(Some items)
________________
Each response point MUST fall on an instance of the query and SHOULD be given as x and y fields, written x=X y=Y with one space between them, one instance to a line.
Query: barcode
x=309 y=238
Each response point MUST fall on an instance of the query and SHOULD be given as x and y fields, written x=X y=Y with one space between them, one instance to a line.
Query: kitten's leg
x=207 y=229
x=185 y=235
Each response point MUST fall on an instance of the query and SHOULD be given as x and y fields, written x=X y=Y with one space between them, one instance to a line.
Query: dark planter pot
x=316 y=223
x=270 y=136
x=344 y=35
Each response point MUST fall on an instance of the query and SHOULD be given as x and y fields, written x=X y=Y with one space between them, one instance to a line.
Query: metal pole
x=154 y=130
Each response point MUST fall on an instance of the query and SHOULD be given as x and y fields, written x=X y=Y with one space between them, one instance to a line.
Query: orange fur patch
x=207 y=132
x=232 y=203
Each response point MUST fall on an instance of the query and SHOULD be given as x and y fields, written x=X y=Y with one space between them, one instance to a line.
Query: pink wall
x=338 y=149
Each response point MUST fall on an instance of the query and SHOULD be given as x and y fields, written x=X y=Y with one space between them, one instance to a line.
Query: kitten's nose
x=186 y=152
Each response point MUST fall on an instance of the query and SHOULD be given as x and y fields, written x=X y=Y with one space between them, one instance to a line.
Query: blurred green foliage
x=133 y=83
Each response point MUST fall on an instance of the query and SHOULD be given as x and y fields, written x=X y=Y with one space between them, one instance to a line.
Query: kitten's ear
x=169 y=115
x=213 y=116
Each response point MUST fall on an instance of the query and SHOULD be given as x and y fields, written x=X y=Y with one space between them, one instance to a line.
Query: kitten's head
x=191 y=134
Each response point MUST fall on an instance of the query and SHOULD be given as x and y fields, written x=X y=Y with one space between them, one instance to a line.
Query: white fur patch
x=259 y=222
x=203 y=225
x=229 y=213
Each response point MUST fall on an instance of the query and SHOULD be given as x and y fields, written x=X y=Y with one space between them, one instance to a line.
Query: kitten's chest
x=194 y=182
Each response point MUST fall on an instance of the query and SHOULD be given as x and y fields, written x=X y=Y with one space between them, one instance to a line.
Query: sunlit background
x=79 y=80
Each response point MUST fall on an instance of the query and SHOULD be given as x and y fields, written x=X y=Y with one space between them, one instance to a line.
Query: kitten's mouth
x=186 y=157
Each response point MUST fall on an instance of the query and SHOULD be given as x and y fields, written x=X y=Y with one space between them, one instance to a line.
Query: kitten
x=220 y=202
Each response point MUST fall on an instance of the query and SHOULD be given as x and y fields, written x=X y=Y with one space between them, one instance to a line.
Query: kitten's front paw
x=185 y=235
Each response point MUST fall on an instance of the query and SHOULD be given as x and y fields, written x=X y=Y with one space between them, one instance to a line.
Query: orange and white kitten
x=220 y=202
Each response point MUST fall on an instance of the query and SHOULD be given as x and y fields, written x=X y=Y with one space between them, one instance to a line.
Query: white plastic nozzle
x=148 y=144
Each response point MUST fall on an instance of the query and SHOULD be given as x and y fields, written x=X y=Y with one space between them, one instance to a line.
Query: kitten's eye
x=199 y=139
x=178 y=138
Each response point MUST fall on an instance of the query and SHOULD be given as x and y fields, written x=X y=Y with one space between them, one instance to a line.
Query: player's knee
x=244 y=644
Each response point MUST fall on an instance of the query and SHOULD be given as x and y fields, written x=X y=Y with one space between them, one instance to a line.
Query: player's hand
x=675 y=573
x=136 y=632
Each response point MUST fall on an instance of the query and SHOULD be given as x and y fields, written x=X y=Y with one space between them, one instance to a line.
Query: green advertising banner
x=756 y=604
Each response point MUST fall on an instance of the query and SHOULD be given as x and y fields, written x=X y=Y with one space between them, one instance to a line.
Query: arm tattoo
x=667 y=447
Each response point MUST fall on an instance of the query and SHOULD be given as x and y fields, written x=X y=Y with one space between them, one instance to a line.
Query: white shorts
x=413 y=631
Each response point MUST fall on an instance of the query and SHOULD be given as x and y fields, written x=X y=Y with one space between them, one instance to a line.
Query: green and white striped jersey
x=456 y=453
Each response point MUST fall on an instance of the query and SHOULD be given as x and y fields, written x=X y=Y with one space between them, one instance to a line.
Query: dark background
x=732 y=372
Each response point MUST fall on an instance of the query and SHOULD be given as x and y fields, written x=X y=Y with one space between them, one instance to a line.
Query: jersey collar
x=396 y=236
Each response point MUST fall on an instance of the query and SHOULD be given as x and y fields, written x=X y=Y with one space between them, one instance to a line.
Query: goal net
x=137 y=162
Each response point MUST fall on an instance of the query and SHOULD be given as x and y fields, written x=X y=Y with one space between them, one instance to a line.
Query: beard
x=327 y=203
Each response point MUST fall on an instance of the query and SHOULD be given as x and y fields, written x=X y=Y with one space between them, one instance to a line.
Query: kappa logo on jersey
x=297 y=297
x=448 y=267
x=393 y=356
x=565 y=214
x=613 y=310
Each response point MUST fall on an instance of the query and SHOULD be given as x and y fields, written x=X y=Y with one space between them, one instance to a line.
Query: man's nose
________________
### Requirement
Copy every one of the items above word for word, keeping each line in its original order.

### Result of the task
Each response point MUST fall on an instance of the query and SHOULD be given as x and y fields, written x=X y=Y with one space between them, one instance to a line.
Query: barcode
x=309 y=238
Each response point MUST fall on an instance of the query and SHOULD be given as x and y fields, written x=X y=Y with one space between them, one instance to a line.
Query: kitten's leg
x=207 y=229
x=185 y=235
Each response point MUST fall on an instance of the query and SHOULD be given as x and y fields, written x=X y=Y with one space between them, one instance to a line.
Query: dark planter pot
x=316 y=223
x=270 y=136
x=344 y=35
Each response point MUST fall on an instance of the query and SHOULD be given as x and y fields, written x=X y=Y with one space between them, one instance to a line.
Query: metal pole
x=154 y=130
Each response point MUST fall on an instance of the query and SHOULD be given as x and y fields, written x=X y=Y with one space between them, one instance to a line.
Query: orange fur patch
x=207 y=132
x=232 y=203
Each response point MUST fall on an instance of the query and SHOULD be given as x and y fields, written x=X y=Y with one space between them, one instance to a line.
Query: pink wall
x=338 y=149
Each response point MUST fall on an instance of the query and SHOULD be given as x and y fields, written x=X y=Y with one space between them, one instance to a line.
Query: kitten's nose
x=186 y=152
Each response point MUST fall on an instance of the query and SHOULD be given as x and y fields, written x=X y=Y with one space between them, one instance to a line.
Query: blurred green foliage
x=133 y=83
Each response point MUST fall on an instance of the query and SHOULD be given as x and y fields, written x=X y=Y with one space between them, one instance to a line.
Query: kitten's ear
x=169 y=115
x=213 y=116
Each response point MUST fall on an instance of the query and SHOULD be given as x and y fields, written x=X y=Y with one space between them, one instance to a line.
Query: kitten's head
x=191 y=134
Each response point MUST fall on an instance of the query and SHOULD be given as x and y fields, written x=X y=Y with one space between them, one instance to a line.
Query: white fur patch
x=259 y=222
x=203 y=225
x=229 y=213
Each response point MUST fall on an instance of the query and SHOULD be given as x and y fields, written x=X y=Y with one space between them, one instance to a line.
Query: kitten's chest
x=194 y=182
Each response point MUST fall on an instance of the query and SHOULD be given as x and y fields, written x=X y=Y with one space between them, one instance to a line.
Query: sunlit background
x=79 y=80
Each response point MUST fall on an instance of the query and SHOULD be given as x and y fields, written x=X y=Y with one space between them, one instance to a line.
Query: kitten's mouth
x=186 y=157
Each response point MUST fall on an instance of the query and SHOULD be given as x and y fields, written x=X y=Y with one space between them, one instance to a line.
Query: kitten
x=220 y=202
Each response point MUST fall on an instance of the query and SHOULD be given as x and y fields, written x=X y=Y with one space between them, one instance to a line.
Query: kitten's front paw
x=185 y=235
Each response point MUST fall on an instance of the query and SHOULD be given as x and y fields, written x=X y=Y with one space between them, one instance to a line.
Query: orange and white kitten
x=220 y=202
Each response point MUST fall on an instance of the query and SHOULD be given as x and y fields, written x=X y=Y with one space between them, one instance to a line.
Query: white plastic nozzle
x=148 y=144
Each response point MUST fall on an instance of the query and SHOULD be given as x and y fields, written x=X y=Y with one space between them, one instance to a line.
Query: kitten's eye
x=199 y=139
x=178 y=138
Each response point MUST fall on an instance of the query and SHOULD be given as x and y fields, written x=X y=Y with one space between them, one instance to a line.
Query: player's knee
x=244 y=644
Each response point MUST fall on an instance of the query and SHOULD be given as x and y fields, written x=X y=Y with one space between them, one instance to a line.
Query: player's hand
x=675 y=573
x=136 y=632
Each response point MUST fall on an instance of the query and SHOULD be given as x and y fields, written x=X y=Y with one space between them, one instance to a line.
Query: green advertising banner
x=756 y=604
Each response point MUST fall on an instance of the query and SHOULD be given as x and y fields, written x=X y=Y with one space between them, one instance to a line.
Query: arm tattoo
x=667 y=447
Each response point MUST fall on an instance of the query and SHOULD be given as x and y fields, written x=X y=Y with one space between them, one instance to a line.
Query: white shorts
x=413 y=631
Each response point MUST fall on an instance of the query and SHOULD be given as x and y fields, written x=X y=Y with one space between them, one instance to a line.
Query: green and white striped jersey
x=456 y=453
Each response point MUST fall on an instance of the query and SHOULD be given as x and y fields, written x=X y=Y with one space between them, one instance to a line.
Query: dark background
x=732 y=372
Each response point MUST fall on an instance of the query and SHOULD be given as x and y fields, written x=X y=Y with one space between them, one instance to a line.
Query: jersey collar
x=396 y=236
Each response point MUST fall on an instance of the query and SHOULD be given as x and y fields, written x=X y=Y with one space between them, one instance to a line.
Query: goal net
x=137 y=162
Each response point MUST fall on an instance of the query and SHOULD be given as x and y fields, written x=X y=Y with one space between them, one instance to a line.
Query: beard
x=327 y=203
Each response point MUST fall on an instance of the query and SHOULD be given as x and y fields, written x=X y=Y with one space between them, one instance to a line.
Query: kappa logo on jersey
x=297 y=297
x=448 y=267
x=393 y=356
x=565 y=214
x=613 y=310
Each response point MUST fall on an instance of the query and SHOULD be given as x and y fields, written x=X y=Y with one space between them, one instance to a line.
Query: man's nose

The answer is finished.